→ **Your tasks**:
1 – In the blog post on high-deductible health plans, rewrite everything from "Generally, a deductible" down to "lower spending growth.", swapping "coverage" for "insurance".
2 – Answer these questions from the blog post on high-deductible health plans:
(a) How many years of data did the authors analyze?
(b) What is the current IRS standard for a high deductible on individual coverage?
(c) How many employers does the insurance component of MEPS include information on?

→ **Excerpted passage**:
━━━━━━━━━━
Health Care Access & Coverage
Blog Post
Do High-Deductible Health Plans Bend the Spending Curve?
New study finds slower growth in long-term spending
[dropcap]W[/dropcap]e know that high deductibles have a significant effect on spending levels, but do they affect spending growth? In a recent National Bureau of Economic Research (NBER) working paper, LDI Associate Fellow Molly Frean and LDI Senior Fellow Mark Pauly found that spending growth was significantly lower in states where privately insured employees have higher deductibles. The authors analyzed state-specific data on deductibles and various categories of health care spending over 15 years (2002-2016), during which deductibles more than tripled in magnitude and spending growth exceeded 40%.
What’s a high deductible?
Generally, a deductible is considered “high” when it exceeds $1,000 for individual coverage or $2,000 for family coverage. The Internal Revenue Service (IRS) has standards for high-deductible plans, which change year to year. Current IRS standards are $1,350 for individual coverage and $2,700 for family coverage.
While the level of spending is important, it is the current growth (or “inflation”) of medical spending that is potentially unsustainable. By giving patients “skin in the game” early in a given year of coverage, deductibles can shape both the care that patients seek and the care that physicians provide. Indeed, multiple studies have shown that spending falls when an individual or a population is exposed to higher cost-sharing in the form of a high or higher deductible. However, Pauly and Frean emphasize that lower spending levels are not the same as lower spending growth.
So, why might we expect deductibles to affect spending growth? For deductibles to lower long-term spending growth, they must play a role in the introduction and use of the new (and costly) technologies that are known to drive spending growth. Consider a patient diagnosed with a condition that can be treated with a low-cost existing standard of care (option A) or a new, more expensive, therapy (option B). Assuming a large price difference between the options, a patient with a high deductible may choose option A after weighing the additional out-of-pocket costs for option B against the value of its additional perceived clinical benefits. The same patient might choose option B when he/she has no deductible or a low deductible, since the incremental cost of option B would be lower, or possibly zero. If many patients in high deductible plans react to new technologies in this way, we would expect spending growth to fall.
In their study, Frean and Pauly used national data from the Centers for Medicare and Medicaid Services (CMS) and the Agency for Healthcare Research and Quality (AHRQ). They draw on the state health expenditure accounts released by CMS and the insurance component of AHRQ’s Medical Expenditure Panel Survey (MEPS). The latter includes detailed information on the health benefits offered to employees of about 40,000 public and private sector employers. Across a series of econometric models, they find spending growth is lower in states where (i) more employees are enrolled in private plans with non-zero deductibles; and/or (ii) deductibles are higher in private plans that do have non-zero deductibles. The authors also find that controlling for other measures of cost sharing does not affect the impact of variations in deductibles alone.
━━━━━━━━━━
→ **Dataset excerpts**:

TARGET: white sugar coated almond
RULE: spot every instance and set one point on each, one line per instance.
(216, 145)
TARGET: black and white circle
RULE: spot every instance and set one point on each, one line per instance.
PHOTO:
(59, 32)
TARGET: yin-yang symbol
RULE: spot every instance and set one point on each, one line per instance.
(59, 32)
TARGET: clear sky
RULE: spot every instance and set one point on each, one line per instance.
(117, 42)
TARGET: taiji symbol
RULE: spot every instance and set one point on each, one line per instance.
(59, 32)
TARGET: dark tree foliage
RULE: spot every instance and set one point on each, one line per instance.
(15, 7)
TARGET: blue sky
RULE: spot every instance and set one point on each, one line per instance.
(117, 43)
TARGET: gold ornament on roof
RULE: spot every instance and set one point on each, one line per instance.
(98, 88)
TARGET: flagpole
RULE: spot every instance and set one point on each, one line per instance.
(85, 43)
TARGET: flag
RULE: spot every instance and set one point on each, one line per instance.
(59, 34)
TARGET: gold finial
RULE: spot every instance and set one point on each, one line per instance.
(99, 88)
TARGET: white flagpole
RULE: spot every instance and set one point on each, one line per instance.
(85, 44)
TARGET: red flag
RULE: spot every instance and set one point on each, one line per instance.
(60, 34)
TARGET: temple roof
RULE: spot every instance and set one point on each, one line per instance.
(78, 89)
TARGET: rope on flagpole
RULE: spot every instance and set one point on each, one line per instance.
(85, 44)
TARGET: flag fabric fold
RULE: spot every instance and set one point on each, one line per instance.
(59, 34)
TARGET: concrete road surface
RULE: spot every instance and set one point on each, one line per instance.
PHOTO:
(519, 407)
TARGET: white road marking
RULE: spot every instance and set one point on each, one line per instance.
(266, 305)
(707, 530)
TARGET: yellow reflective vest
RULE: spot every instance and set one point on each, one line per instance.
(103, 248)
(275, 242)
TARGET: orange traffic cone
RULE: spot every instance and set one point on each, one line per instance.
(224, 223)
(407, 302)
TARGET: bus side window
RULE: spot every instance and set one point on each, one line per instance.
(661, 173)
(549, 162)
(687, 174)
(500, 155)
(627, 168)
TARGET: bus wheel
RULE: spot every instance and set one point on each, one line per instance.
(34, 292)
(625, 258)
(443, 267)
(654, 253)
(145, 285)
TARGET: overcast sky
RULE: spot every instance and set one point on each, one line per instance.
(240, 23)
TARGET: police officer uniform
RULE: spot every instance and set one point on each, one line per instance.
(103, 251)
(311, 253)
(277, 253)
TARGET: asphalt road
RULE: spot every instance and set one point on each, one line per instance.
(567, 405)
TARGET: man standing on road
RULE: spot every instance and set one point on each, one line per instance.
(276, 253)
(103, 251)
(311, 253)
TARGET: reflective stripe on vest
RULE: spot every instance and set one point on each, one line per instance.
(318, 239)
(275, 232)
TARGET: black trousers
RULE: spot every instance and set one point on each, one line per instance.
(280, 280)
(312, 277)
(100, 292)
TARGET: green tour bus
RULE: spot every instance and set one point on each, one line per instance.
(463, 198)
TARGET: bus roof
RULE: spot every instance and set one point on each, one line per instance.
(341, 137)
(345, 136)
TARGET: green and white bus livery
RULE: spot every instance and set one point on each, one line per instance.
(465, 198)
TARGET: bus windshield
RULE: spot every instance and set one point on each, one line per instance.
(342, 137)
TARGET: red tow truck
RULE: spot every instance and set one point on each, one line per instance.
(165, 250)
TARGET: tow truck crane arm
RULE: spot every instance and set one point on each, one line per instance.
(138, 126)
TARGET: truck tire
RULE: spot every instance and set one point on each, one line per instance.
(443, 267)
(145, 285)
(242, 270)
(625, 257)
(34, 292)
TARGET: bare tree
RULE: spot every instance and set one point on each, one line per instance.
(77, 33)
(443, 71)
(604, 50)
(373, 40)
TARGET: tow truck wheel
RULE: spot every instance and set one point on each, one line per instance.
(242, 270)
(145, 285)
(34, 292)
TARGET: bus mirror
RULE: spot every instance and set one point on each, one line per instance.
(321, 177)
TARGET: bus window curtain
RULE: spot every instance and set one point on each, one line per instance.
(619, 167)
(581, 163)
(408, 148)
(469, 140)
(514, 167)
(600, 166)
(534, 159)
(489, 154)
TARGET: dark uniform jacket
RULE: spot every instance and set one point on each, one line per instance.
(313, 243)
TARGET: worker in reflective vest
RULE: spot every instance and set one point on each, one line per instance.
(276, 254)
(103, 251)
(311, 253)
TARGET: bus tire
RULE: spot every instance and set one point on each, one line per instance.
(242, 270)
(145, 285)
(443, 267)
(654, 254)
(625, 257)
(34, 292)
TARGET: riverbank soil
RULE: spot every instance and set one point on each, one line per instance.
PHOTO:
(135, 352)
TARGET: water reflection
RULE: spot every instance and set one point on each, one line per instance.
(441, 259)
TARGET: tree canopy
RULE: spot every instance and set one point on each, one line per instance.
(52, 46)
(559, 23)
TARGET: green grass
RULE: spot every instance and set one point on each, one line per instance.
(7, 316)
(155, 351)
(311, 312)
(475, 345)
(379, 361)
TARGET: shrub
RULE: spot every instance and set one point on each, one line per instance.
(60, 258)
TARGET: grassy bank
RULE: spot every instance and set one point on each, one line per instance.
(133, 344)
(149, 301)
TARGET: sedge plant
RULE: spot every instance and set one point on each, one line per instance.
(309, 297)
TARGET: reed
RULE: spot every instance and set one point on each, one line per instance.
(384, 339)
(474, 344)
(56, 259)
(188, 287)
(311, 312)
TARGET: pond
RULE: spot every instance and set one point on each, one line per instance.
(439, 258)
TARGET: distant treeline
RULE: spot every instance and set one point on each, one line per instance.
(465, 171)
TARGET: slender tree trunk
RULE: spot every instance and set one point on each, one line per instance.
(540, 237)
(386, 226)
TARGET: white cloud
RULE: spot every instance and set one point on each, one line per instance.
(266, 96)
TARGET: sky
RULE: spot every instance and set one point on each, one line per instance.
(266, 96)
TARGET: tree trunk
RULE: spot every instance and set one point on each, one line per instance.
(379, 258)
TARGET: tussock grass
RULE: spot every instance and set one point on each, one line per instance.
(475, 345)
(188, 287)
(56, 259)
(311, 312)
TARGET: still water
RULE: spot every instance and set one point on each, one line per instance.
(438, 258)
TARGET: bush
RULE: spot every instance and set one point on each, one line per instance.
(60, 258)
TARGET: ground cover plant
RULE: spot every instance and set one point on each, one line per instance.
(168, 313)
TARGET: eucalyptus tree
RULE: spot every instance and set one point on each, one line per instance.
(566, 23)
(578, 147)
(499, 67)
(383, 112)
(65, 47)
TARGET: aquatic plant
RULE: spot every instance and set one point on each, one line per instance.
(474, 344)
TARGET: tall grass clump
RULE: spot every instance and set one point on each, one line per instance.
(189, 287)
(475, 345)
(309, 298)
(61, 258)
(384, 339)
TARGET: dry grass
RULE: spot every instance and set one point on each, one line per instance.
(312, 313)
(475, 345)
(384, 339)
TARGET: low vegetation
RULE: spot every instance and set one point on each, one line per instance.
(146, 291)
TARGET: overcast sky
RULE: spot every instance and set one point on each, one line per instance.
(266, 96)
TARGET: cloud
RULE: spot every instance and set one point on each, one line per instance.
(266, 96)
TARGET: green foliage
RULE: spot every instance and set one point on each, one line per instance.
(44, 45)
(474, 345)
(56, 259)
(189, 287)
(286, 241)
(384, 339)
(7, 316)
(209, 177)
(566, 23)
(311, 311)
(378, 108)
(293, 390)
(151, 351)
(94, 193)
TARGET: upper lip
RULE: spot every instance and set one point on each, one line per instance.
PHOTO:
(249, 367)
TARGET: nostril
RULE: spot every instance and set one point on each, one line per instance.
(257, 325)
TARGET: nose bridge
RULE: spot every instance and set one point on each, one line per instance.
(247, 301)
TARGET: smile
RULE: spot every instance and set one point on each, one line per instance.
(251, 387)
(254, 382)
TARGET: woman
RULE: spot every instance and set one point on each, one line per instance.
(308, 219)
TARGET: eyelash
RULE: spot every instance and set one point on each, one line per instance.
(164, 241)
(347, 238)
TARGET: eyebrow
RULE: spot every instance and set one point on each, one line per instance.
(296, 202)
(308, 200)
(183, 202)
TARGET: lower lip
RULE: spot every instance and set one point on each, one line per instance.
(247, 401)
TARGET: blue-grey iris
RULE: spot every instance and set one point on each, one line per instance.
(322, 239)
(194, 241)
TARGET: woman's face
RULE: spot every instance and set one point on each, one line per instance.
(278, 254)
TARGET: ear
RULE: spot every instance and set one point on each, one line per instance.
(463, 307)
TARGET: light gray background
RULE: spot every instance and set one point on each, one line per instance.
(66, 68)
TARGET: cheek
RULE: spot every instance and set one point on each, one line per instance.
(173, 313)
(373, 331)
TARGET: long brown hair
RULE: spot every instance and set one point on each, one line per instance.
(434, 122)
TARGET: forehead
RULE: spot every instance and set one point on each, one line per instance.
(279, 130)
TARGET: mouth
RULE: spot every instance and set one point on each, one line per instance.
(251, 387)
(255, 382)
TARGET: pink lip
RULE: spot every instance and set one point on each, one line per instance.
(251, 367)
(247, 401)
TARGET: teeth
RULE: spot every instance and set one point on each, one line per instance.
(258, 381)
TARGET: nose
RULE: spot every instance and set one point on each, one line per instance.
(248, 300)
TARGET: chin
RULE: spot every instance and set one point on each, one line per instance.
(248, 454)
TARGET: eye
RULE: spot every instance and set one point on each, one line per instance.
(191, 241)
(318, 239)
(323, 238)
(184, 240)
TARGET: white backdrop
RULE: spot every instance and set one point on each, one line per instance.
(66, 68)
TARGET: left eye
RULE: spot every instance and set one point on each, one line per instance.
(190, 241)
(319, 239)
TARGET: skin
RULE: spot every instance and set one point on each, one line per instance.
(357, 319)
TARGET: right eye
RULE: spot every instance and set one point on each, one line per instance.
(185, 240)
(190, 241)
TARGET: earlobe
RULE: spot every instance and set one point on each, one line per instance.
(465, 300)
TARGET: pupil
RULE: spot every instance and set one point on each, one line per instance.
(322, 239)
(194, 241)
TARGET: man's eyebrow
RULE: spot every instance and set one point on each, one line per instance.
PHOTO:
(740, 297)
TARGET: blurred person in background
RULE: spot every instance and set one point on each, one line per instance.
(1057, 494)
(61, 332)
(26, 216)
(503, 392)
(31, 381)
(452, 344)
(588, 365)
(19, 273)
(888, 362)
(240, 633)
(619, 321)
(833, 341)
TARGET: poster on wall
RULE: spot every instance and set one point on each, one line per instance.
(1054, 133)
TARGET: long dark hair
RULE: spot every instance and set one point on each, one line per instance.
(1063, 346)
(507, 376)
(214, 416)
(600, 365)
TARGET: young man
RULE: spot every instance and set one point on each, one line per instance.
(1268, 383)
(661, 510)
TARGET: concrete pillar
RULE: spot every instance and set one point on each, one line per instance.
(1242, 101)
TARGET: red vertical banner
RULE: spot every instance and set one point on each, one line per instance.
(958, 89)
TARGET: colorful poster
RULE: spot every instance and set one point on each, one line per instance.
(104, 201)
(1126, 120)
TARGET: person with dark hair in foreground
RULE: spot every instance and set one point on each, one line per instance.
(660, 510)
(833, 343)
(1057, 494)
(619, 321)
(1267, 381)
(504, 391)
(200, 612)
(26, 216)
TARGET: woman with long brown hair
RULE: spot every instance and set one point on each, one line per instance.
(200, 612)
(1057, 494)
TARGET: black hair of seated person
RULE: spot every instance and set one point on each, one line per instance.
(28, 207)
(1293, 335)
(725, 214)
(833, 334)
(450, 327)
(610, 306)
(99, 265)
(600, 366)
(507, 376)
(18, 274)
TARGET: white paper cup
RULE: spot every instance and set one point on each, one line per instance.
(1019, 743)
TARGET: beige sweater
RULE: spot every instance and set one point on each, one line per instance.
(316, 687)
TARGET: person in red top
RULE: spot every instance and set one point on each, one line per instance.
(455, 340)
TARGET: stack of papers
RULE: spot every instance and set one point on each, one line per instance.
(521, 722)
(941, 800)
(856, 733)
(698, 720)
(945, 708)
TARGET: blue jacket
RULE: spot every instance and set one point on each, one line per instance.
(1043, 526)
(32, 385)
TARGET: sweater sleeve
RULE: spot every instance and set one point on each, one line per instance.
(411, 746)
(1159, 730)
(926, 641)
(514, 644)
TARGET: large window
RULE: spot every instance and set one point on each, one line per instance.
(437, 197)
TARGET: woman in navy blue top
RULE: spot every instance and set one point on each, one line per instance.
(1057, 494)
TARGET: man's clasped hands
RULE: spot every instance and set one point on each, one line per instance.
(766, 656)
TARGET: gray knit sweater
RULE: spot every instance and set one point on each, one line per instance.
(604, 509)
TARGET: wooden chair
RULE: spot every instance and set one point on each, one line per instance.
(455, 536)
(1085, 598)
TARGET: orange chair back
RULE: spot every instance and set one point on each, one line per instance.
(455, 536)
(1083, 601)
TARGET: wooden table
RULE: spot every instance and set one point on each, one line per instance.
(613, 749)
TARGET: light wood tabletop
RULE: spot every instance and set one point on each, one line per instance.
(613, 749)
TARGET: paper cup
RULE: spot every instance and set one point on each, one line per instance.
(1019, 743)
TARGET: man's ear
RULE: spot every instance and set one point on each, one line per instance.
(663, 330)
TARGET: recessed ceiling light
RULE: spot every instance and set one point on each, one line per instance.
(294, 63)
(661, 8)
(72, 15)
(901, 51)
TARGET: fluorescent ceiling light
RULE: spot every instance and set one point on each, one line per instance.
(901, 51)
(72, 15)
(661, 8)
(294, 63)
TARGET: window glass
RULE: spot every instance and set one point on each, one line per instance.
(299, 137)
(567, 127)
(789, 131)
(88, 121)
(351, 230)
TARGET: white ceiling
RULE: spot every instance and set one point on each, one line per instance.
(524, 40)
━━━━━━━━━━
→ **Answers**:
1 –
Generally, a deductible is considered “high” when it exceeds $1,000 for individual insurance or $2,000 for family insurance. The Internal Revenue Service (IRS) has standards for high-deductible plans, which change year to year. Current IRS standards are $1,350 for individual insurance and $2,700 for family insurance.
While the level of spending is important, it is the current growth (or “inflation”) of medical spending that is potentially unsustainable. By giving patients “skin in the game” early in a given year of insurance, deductibles can shape both the care that patients seek and the care that physicians provide. Indeed, multiple studies have shown that spending falls when an individual or a population is exposed to higher cost-sharing in the form of a high or higher deductible. However, Pauly and Frean emphasize that lower spending levels are not the same as lower spending growth.

2 –
(a) 15 years (2002-2016)
(b) $1,350
(c) About 40,000 public and private sector employers